EXERCISE DETAILS:
In the entries below, find the line containing "Reviewer note: check that each instance of the awning". Copy it and all lines after it, exactly, through the end.

-=-=-=-=-

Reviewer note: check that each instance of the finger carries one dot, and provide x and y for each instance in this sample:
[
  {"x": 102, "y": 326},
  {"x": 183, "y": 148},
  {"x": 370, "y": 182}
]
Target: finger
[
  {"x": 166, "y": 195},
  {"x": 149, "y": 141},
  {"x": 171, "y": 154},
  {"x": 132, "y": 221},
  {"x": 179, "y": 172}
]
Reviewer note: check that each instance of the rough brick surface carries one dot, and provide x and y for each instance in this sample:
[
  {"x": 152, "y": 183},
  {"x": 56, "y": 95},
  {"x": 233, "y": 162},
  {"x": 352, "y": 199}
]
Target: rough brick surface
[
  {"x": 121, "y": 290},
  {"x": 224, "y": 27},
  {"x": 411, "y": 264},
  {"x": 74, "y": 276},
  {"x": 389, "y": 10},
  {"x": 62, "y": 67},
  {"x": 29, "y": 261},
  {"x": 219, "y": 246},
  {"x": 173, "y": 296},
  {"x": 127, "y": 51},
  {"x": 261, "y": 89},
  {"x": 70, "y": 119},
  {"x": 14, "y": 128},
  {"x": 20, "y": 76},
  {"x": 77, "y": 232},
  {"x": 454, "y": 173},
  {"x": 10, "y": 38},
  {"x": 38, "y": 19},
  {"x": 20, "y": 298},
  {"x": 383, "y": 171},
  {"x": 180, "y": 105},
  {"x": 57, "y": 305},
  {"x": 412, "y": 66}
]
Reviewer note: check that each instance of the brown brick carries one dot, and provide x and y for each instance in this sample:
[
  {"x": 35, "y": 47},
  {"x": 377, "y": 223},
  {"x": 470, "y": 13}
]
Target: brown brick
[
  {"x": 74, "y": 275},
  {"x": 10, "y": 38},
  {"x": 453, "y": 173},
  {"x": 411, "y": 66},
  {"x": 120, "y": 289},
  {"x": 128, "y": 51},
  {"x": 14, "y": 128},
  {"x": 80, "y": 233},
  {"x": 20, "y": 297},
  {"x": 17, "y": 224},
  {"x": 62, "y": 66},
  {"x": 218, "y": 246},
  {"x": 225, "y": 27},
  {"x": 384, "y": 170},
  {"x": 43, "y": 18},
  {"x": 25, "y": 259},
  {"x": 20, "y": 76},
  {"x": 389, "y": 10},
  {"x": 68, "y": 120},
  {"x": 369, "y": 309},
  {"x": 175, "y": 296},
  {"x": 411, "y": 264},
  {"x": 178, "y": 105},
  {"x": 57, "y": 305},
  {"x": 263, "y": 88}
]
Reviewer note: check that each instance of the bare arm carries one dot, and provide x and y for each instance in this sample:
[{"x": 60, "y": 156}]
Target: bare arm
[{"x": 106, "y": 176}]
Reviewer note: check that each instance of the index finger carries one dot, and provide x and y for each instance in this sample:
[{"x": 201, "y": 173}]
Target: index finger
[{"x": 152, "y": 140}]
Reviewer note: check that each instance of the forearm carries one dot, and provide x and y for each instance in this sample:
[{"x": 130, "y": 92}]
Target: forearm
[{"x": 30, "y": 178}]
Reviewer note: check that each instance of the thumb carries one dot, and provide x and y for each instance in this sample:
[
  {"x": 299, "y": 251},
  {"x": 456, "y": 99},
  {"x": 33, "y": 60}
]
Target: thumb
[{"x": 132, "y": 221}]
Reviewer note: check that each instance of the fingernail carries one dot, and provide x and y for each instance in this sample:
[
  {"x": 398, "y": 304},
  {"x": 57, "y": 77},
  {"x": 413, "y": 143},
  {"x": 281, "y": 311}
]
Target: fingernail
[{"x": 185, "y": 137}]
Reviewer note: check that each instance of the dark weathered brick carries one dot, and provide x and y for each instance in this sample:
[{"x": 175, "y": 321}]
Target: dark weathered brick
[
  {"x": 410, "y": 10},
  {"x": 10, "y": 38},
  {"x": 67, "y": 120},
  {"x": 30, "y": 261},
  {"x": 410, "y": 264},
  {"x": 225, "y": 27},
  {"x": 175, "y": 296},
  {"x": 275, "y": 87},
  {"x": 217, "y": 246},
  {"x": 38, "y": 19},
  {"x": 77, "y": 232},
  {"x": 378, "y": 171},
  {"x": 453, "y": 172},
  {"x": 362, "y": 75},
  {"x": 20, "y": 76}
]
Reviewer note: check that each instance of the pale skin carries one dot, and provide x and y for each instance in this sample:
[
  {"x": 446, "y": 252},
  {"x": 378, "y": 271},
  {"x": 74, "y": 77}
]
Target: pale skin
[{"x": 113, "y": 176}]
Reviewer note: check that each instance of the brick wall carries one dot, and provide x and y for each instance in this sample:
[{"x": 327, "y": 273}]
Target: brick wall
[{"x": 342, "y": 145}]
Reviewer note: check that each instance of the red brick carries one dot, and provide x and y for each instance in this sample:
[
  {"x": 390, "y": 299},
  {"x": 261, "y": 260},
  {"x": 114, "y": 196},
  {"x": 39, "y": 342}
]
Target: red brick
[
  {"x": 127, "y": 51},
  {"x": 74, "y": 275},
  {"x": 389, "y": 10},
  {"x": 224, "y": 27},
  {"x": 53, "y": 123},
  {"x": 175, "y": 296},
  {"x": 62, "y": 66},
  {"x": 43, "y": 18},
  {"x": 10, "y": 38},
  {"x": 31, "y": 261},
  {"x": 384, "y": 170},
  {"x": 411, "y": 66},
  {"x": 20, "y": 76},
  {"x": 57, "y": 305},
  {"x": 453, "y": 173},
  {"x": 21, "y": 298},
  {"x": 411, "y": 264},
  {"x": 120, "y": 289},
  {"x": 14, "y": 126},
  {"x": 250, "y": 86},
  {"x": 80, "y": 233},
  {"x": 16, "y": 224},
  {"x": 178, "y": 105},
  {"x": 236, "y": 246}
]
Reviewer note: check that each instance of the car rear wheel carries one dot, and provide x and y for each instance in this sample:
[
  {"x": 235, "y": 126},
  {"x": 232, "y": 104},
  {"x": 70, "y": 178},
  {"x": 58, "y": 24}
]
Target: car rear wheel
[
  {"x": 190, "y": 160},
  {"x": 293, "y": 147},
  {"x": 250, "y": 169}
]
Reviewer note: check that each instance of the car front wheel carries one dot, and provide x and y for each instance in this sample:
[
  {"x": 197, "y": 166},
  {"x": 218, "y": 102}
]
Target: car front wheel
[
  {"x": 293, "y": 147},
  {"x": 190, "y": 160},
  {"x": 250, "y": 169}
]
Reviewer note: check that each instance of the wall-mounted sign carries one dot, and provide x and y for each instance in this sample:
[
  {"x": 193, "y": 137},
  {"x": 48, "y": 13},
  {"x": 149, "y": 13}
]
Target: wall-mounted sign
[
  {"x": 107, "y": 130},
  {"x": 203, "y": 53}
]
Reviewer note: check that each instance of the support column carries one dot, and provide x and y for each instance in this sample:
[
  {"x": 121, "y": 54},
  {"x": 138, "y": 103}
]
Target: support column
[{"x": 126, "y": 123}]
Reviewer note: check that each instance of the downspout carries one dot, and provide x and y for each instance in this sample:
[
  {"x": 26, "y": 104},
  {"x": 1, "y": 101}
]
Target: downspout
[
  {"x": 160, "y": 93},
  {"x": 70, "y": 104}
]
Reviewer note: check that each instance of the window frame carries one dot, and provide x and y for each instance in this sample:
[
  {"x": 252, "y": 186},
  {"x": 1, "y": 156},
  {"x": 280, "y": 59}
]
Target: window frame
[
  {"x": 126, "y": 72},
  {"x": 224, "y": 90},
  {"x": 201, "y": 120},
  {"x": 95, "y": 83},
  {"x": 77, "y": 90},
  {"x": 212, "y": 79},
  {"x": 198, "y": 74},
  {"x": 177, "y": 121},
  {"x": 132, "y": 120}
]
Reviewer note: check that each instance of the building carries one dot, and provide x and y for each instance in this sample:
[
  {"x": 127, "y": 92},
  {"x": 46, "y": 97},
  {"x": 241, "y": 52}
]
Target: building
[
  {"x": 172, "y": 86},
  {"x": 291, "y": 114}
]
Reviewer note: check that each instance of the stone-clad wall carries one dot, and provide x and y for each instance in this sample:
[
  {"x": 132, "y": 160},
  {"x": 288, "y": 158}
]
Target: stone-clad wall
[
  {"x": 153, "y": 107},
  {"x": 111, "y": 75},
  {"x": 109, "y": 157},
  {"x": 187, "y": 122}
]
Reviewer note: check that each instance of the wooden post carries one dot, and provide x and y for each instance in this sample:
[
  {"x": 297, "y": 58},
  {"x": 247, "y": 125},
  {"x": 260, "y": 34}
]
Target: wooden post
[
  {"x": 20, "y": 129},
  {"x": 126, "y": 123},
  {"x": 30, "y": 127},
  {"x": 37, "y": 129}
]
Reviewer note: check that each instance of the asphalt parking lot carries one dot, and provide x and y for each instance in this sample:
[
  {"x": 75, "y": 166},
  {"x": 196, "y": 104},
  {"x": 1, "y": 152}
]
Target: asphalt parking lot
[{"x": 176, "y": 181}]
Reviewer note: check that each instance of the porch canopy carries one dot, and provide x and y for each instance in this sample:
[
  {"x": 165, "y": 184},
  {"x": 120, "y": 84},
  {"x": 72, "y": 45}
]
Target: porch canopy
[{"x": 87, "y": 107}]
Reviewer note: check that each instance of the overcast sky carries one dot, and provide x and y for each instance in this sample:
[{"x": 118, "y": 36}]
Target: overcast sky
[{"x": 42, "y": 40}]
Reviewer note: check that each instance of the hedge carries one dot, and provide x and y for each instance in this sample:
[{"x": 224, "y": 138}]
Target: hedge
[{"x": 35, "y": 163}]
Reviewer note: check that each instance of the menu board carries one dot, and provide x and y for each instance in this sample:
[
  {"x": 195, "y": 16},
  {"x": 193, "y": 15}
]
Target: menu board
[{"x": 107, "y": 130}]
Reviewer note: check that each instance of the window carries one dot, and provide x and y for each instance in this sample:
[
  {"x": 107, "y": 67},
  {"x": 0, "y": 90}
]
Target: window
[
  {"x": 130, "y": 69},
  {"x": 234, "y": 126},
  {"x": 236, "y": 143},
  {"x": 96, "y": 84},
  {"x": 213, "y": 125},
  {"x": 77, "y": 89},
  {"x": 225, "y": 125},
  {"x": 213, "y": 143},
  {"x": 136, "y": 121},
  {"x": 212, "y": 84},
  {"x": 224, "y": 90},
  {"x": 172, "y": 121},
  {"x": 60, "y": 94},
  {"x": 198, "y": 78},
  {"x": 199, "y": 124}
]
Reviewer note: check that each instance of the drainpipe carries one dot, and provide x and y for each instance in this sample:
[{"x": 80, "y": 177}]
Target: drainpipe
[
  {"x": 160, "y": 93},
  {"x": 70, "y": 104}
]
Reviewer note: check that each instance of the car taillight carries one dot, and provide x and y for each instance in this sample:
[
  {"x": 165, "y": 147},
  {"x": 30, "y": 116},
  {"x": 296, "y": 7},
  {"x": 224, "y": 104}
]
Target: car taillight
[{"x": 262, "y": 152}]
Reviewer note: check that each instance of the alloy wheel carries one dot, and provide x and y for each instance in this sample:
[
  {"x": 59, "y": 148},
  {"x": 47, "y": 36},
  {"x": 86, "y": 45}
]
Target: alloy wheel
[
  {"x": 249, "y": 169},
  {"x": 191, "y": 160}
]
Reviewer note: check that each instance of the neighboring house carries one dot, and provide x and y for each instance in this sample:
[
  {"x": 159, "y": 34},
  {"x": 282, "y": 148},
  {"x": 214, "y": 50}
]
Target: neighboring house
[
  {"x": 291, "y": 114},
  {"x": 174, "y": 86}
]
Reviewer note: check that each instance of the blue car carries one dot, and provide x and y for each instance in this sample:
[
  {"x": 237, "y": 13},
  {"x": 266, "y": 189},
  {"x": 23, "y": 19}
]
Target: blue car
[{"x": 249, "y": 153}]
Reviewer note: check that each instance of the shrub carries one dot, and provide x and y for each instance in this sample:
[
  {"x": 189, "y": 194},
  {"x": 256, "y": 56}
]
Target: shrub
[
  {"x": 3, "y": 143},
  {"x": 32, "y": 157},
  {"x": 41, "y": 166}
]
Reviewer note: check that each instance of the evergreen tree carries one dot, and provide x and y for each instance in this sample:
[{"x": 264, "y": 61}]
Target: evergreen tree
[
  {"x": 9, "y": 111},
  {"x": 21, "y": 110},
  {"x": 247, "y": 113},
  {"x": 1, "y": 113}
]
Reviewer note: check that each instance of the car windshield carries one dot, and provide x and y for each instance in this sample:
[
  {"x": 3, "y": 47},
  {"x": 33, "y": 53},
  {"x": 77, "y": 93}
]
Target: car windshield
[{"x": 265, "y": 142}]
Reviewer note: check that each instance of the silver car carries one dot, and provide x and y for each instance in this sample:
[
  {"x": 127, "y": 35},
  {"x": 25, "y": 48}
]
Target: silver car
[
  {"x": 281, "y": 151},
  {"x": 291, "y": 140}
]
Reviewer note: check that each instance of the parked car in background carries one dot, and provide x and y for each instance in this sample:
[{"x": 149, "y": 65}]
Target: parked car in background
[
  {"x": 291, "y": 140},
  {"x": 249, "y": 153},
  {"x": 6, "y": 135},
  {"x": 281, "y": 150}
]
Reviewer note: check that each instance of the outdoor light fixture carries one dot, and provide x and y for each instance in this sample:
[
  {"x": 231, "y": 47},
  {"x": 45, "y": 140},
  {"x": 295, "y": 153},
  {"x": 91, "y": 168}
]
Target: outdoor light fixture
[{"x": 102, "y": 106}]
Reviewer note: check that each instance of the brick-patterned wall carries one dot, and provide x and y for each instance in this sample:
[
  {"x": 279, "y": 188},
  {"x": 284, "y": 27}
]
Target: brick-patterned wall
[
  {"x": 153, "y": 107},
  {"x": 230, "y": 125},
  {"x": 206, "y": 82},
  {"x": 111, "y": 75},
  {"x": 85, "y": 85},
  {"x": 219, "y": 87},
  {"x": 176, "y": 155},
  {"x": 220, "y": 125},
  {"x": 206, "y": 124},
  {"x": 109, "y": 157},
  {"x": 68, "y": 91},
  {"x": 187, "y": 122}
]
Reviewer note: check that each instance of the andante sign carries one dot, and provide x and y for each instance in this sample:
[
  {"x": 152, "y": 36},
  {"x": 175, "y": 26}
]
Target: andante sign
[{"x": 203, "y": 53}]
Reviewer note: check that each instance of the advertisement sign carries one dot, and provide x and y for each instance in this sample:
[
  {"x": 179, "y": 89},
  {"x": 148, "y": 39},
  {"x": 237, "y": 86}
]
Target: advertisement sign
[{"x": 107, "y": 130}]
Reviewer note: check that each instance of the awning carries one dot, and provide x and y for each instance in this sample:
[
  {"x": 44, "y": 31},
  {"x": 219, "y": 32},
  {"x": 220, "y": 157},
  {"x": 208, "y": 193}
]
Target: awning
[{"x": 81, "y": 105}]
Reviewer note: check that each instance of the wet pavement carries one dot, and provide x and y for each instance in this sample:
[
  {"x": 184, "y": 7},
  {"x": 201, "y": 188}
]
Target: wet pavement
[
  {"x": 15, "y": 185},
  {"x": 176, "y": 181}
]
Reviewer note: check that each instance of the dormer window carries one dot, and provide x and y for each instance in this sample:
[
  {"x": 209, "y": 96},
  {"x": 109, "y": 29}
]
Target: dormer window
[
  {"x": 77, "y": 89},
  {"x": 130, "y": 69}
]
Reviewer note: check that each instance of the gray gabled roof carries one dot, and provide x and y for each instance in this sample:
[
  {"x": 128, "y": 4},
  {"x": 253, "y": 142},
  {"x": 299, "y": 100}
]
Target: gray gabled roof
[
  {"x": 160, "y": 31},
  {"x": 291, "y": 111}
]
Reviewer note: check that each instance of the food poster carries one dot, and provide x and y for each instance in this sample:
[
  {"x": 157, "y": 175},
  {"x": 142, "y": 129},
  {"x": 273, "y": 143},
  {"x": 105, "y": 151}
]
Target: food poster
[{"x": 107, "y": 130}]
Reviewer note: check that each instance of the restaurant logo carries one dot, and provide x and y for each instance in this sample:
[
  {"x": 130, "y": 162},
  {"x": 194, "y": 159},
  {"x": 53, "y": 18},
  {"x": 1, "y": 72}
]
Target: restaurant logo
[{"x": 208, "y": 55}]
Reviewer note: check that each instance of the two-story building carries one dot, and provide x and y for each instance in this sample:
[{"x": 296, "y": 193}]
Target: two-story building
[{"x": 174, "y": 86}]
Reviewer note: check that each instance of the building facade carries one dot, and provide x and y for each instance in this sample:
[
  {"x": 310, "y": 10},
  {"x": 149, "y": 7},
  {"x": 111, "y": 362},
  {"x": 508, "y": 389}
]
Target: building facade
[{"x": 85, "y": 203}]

-=-=-=-=-

FINAL RESULT:
Reviewer note: check that each instance of the awning carries one dot, and provide x and y for each instance in this sample:
[
  {"x": 44, "y": 31},
  {"x": 219, "y": 32},
  {"x": 220, "y": 157},
  {"x": 208, "y": 193}
]
Target: awning
[{"x": 81, "y": 105}]
Reviewer note: check that each instance of the wet pavement carries one dot, and provide x and y for each instance in this sample:
[
  {"x": 184, "y": 7},
  {"x": 201, "y": 188}
]
Target: wet pavement
[
  {"x": 15, "y": 185},
  {"x": 176, "y": 181}
]
Reviewer note: check that each instance of the dormer window carries one dot, and provide x and y for each instance in this sample:
[
  {"x": 209, "y": 96},
  {"x": 109, "y": 29}
]
Target: dormer window
[
  {"x": 77, "y": 89},
  {"x": 130, "y": 69}
]
Reviewer note: check that each instance of the gray gabled roof carries one dot, and provide x and y for each instance in this sample:
[
  {"x": 128, "y": 4},
  {"x": 253, "y": 142},
  {"x": 299, "y": 100}
]
Target: gray gabled roof
[
  {"x": 160, "y": 31},
  {"x": 291, "y": 111}
]
Reviewer note: check that each instance of the food poster carries one dot, and provide x and y for each instance in this sample:
[
  {"x": 157, "y": 175},
  {"x": 142, "y": 129},
  {"x": 273, "y": 143},
  {"x": 105, "y": 151}
]
Target: food poster
[{"x": 107, "y": 130}]
Reviewer note: check that each instance of the restaurant logo carries one dot, and provide x and y for each instance in this sample:
[
  {"x": 130, "y": 162},
  {"x": 194, "y": 159},
  {"x": 53, "y": 18},
  {"x": 1, "y": 72}
]
Target: restaurant logo
[{"x": 208, "y": 55}]
Reviewer note: check that each instance of the two-story building carries one dot, and provide x and y for each instance in this sample:
[{"x": 296, "y": 193}]
Target: two-story building
[{"x": 174, "y": 86}]
Reviewer note: check that each instance of the building facade carries one dot, and provide x and y for each instance in this sample:
[
  {"x": 310, "y": 10},
  {"x": 149, "y": 7},
  {"x": 111, "y": 362},
  {"x": 508, "y": 389}
]
Target: building facade
[{"x": 85, "y": 203}]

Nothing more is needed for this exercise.